#### [What is asked]
In the material below, copy everything from the line containing "Reviewer note: every instance of the fluorescent" down to the line containing "column 67, row 376", changing "flower vase" to "glass vase" and leaving everything else the same.

[Records from a collection]
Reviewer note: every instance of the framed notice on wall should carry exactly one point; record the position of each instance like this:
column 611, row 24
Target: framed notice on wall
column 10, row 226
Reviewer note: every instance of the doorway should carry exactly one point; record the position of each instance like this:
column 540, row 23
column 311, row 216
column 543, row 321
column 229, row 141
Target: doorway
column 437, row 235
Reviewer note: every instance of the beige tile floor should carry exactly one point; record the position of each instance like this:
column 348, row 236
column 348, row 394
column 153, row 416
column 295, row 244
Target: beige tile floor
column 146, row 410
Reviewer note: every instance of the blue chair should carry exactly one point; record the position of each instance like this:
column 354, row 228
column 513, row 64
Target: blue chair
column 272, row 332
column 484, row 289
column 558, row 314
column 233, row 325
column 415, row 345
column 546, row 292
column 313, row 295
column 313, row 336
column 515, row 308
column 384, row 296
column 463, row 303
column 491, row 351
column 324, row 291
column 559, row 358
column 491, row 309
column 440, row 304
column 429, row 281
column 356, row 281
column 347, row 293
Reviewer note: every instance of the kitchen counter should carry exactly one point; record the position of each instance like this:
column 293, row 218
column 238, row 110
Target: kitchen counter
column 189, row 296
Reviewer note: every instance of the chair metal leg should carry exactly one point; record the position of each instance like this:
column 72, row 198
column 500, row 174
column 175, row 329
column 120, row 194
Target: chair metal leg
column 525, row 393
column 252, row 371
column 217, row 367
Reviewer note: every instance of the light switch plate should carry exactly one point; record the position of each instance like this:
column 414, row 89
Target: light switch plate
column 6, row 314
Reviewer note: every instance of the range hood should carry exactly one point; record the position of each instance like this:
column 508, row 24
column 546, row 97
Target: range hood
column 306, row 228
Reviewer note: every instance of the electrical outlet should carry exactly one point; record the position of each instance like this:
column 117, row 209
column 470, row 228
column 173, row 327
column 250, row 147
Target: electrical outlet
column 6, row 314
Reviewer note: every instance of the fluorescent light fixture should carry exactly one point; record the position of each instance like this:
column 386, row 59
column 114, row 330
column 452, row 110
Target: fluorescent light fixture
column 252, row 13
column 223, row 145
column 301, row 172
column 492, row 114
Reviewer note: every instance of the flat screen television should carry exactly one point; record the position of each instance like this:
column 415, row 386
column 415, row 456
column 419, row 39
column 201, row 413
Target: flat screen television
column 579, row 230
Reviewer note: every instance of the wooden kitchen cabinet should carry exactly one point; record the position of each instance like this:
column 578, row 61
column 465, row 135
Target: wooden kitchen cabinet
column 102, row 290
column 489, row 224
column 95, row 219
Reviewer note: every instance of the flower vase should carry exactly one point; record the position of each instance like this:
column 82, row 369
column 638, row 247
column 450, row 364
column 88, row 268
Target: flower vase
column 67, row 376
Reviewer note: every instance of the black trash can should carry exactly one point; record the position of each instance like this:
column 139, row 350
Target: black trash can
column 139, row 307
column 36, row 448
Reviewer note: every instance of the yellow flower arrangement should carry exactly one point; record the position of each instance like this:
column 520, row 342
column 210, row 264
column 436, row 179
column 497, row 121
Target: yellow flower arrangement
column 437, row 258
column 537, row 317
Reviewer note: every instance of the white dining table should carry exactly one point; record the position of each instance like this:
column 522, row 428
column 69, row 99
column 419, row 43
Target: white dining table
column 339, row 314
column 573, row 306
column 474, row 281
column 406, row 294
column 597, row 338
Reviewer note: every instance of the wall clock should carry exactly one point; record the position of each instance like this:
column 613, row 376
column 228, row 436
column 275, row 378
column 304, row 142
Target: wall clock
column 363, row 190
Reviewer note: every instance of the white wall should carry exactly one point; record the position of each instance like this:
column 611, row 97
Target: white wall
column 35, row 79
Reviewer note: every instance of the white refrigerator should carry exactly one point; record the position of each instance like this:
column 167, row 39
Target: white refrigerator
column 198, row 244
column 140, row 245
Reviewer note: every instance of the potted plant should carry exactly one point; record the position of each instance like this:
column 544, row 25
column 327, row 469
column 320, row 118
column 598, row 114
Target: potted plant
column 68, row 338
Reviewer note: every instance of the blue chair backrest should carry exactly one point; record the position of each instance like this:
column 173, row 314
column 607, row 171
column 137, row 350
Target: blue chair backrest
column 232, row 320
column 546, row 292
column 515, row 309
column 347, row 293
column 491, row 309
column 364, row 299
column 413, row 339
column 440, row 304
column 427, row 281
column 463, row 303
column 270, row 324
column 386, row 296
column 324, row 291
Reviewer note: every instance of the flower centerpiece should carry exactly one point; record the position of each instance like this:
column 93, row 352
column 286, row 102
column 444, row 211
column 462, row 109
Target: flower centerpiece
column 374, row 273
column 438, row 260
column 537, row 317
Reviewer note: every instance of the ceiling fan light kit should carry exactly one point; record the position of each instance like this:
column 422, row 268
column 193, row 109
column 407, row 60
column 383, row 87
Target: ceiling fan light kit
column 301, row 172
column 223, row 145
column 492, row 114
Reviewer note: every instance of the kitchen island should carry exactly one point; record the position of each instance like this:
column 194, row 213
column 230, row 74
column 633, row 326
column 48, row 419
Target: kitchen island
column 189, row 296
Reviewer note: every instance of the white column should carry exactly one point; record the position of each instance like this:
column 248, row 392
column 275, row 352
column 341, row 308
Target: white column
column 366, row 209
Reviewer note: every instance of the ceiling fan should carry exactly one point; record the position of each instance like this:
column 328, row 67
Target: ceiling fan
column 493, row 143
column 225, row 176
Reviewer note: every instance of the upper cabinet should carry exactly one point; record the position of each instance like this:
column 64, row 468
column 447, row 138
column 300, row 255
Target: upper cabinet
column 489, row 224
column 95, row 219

...

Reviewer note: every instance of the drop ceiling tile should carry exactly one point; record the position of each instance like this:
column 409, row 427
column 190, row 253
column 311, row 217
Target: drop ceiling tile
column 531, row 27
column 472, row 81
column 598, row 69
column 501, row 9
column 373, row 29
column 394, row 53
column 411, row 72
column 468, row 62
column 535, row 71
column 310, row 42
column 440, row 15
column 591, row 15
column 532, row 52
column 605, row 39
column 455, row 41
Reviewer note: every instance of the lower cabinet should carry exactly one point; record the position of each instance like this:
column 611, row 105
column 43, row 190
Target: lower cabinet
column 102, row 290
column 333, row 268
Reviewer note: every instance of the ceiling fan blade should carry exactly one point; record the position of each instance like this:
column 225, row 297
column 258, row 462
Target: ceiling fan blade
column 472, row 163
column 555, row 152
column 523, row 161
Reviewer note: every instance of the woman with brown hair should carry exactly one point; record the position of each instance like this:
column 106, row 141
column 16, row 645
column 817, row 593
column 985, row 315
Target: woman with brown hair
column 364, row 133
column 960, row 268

#### [Correct output]
Reviewer note: every instance of the fluorescent light fixture should carry exactly one point; record the position of each instance like this:
column 386, row 59
column 114, row 330
column 452, row 110
Target: fluorescent light fixture
column 252, row 13
column 223, row 145
column 301, row 172
column 492, row 114
Reviewer note: every instance of the flat screen television should carry exactly one point; record the position of each instance like this:
column 415, row 386
column 415, row 456
column 419, row 39
column 201, row 413
Target: flat screen television
column 579, row 230
Reviewer note: every instance of the wooden kitchen cabinet should carry exactly one point; record the position of each instance like this:
column 578, row 61
column 465, row 135
Target: wooden kitchen cabinet
column 102, row 290
column 489, row 224
column 95, row 219
Reviewer note: every instance of the glass vase should carry exactly one point; record the position of each instance like this:
column 82, row 369
column 638, row 247
column 450, row 364
column 88, row 268
Target: glass vase
column 67, row 376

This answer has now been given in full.